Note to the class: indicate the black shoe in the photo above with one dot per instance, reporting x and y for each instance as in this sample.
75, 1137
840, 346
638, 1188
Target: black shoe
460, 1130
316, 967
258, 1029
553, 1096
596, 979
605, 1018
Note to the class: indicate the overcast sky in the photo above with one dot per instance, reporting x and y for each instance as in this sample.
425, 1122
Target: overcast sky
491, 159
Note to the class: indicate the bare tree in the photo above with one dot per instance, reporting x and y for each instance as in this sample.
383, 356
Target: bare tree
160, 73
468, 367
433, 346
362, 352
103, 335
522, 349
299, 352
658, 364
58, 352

□ □ □ □ □

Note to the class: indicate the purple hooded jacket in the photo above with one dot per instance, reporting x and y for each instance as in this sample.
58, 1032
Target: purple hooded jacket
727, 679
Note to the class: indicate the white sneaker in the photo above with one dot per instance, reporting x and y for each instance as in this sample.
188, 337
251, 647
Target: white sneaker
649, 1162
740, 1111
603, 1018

□ □ □ □ □

▶ [Task]: How many lines in the data above contain the word "hooded"? Reply with the number only.

▶ [Answer for the task]: 2